__WRITTEN TASK 1__
Return each line of the records that contains the string "inside". Case counts.

__PROVIDED PASSAGE__
# anyone have a draw length and speed chart made up



## romanljc (May 26, 2014)

Looking for a chart or graph that shows draw length and speed of different ammo and band set ups .. for example if someone uses 30" draw length with 44 cal lead and 2 layers of thragold 1 inch cuts what the fps will be .
Be nice if someone posted different draw length and baND set ups with fps if each in graph / chart form .. 
If someone has one or knows where I can find one please post a link thanks


----------



## wll (Oct 4, 2014)

romanljc said:


> Looking for a chart or graph that shows draw length and speed of different ammo and band set ups .. for example if someone uses 30" draw length with 44 cal lead and 2 layers of thragold 1 inch cuts what the fps will be .
> Be nice if someone posted different draw length and baND set ups with fps if each in graph / chart form ..
> If someone has one or knows where I can find one please post a link thanks


Really does not work like that, there was a guy who posed all types of info he had on a excel sheet under controlled conditions .... only trouble is every body shoots differently....... my speed was way, way faster than the speed he was getting.

The ONLY way to find out, is to buy a chronograph and measure the speed yourself with the sling you are using and the band length you select.... everything else is just a guess on what you think you are really getting.

wll


----------



## Imperial (Feb 9, 2011)

i agree with wll


----------



## romanljc (May 26, 2014)

Hmm Was trying to figure the aprox speed out with out the us of a chronograph .

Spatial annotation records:

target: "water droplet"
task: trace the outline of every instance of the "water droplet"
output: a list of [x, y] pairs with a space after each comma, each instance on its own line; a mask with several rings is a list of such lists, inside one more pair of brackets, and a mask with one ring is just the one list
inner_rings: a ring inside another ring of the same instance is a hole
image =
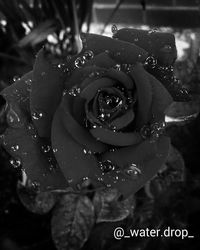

__WRITTEN TASK 2__
Answer these questions on the slingshot speed thread:
(a) What draw length does romanljc use in the example?
(b) What device does wll say you must buy to measure the speed yourself?
(c) Which poster agrees with wll?

__ANSWER 1__
output: a list of [x, y] pairs with a space after each comma, each instance on its own line; a mask with several rings is a list of such lists, inside one more pair of brackets, and a mask with one ring is just the one list
inner_rings: a ring inside another ring of the same instance is a hole

__ANSWER 2__
(a) 30"
(b) A chronograph
(c) Imperial